▶ [Box-labeled dataset extracts]
☆ ☆ ☆
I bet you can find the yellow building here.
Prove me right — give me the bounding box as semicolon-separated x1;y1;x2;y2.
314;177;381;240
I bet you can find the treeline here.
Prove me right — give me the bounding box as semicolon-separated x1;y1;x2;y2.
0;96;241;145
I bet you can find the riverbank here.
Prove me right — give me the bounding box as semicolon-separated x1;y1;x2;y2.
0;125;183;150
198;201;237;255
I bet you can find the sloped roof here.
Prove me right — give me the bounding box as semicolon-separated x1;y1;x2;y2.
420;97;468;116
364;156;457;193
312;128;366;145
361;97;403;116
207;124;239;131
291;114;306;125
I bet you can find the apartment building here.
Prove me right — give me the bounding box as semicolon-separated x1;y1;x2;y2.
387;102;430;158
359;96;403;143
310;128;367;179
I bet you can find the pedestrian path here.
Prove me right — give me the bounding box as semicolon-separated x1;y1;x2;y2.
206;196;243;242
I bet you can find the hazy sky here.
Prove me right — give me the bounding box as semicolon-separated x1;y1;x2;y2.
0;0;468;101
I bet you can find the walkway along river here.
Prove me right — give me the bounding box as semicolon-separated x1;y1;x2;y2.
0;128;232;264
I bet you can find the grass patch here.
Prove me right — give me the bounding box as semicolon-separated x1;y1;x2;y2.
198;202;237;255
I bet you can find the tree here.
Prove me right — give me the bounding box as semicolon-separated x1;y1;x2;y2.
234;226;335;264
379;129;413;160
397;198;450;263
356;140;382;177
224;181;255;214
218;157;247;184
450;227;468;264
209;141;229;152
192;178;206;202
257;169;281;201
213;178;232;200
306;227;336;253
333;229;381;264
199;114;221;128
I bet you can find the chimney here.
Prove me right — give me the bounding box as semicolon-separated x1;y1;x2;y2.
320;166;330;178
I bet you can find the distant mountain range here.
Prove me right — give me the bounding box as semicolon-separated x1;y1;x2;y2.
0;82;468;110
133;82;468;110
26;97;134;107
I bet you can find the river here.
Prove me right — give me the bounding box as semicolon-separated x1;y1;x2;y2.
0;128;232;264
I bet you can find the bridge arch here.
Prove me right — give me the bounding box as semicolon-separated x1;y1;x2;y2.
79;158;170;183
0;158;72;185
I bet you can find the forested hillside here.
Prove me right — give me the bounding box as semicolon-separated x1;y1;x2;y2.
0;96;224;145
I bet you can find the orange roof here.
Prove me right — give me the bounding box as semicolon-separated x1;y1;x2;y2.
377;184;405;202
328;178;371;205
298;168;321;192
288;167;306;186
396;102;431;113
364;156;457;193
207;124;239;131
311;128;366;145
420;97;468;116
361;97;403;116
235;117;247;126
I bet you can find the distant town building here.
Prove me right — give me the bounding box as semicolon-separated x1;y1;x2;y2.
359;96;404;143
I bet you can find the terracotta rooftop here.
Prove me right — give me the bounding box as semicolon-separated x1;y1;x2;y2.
☆ ☆ ☆
▶ [EXERCISE DETAILS]
Turn the entries above into a JSON list of strings, with each line as its own string and blank lines dropped.

▶ [REPLY]
[
  "I bet you can find the yellow building here.",
  "Prove me right — give me the bounding box as semicolon-separated x1;y1;x2;y2.",
  "314;177;381;240",
  "I bet you can find the treeline here.",
  "Prove me right — give me the bounding box as semicolon-separated x1;y1;x2;y2.",
  "0;96;241;145",
  "I bet you can find the riverbank here.",
  "Prove me right — give me the bounding box as semicolon-separated x1;y1;x2;y2.",
  "0;125;183;150",
  "198;201;237;255",
  "I bet you can find the sloped roof here.",
  "Prove me right — give me the bounding box as semicolon-separated x1;y1;x2;y2.",
  "420;97;468;116",
  "364;156;457;193",
  "312;128;366;145",
  "361;97;403;116",
  "207;124;239;131",
  "291;114;306;125",
  "I bet you can find the apartment building here.",
  "Prove me right — give me the bounding box as semicolon-separated x1;y1;x2;y2.",
  "387;102;430;158",
  "359;96;403;143",
  "310;128;367;179",
  "I bet you can find the pedestrian path here.",
  "Prove me right — give me the bounding box as semicolon-separated x1;y1;x2;y2.",
  "206;196;243;242",
  "I bet you can find the hazy sky here.",
  "Prove me right — give me the bounding box as semicolon-separated x1;y1;x2;y2.",
  "0;0;468;101",
  "I bet you can find the walkway along river here.",
  "Prove me right — give me the bounding box as semicolon-separated x1;y1;x2;y2.",
  "0;128;232;264",
  "I bet you can find the grass patch here.",
  "Prove me right — give me the bounding box as semicolon-separated x1;y1;x2;y2.",
  "198;202;237;255",
  "I bet you can find the tree here.",
  "Prove me right — give me the bounding box as semicolon-separated x1;y1;x2;y2.",
  "234;226;335;264",
  "379;129;413;160",
  "397;198;450;263",
  "356;140;382;177",
  "224;181;255;214",
  "218;157;247;184",
  "450;227;468;264",
  "209;141;229;152",
  "192;178;206;202",
  "257;169;281;201",
  "213;178;232;200",
  "306;227;336;253",
  "333;229;381;264",
  "199;114;221;128",
  "I bet you can find the chimney here.",
  "Prove me right — give me the bounding box as semicolon-separated x1;y1;x2;y2.",
  "320;166;330;178",
  "I bet you can find the distant mountain range here.",
  "Prove me right — give me the bounding box as semicolon-separated x1;y1;x2;y2.",
  "0;82;468;110",
  "133;82;468;110",
  "26;97;134;107",
  "I bet you can find the river here.",
  "Prove me right — give me the bounding box as semicolon-separated x1;y1;x2;y2.",
  "0;128;232;264",
  "I bet you can find the bridge arch here.",
  "Prove me right — give me the bounding box as semicolon-separated x1;y1;x2;y2.",
  "79;158;170;183",
  "0;158;72;185",
  "I bet you can find the forested hillside here.",
  "Prove me right — give me the bounding box as semicolon-separated x1;y1;x2;y2.",
  "0;96;224;145",
  "I bet you can find the orange roof here.",
  "Prove me right — give me the bounding box as semicolon-separated x1;y1;x2;y2.",
  "377;184;405;202",
  "328;178;371;205",
  "298;168;321;192",
  "288;167;306;186",
  "396;102;431;113",
  "364;156;457;193",
  "207;124;239;131",
  "311;128;366;145",
  "420;97;468;116",
  "361;97;403;116",
  "235;117;247;126",
  "I bet you can find the distant town building here.",
  "Prove me right — give me the bounding box as semicolon-separated x1;y1;x2;y2.",
  "359;96;404;143",
  "I bet you can find the terracotta rooftop here.",
  "Prove me right — give me the bounding box as semicolon-separated x1;y1;x2;y2."
]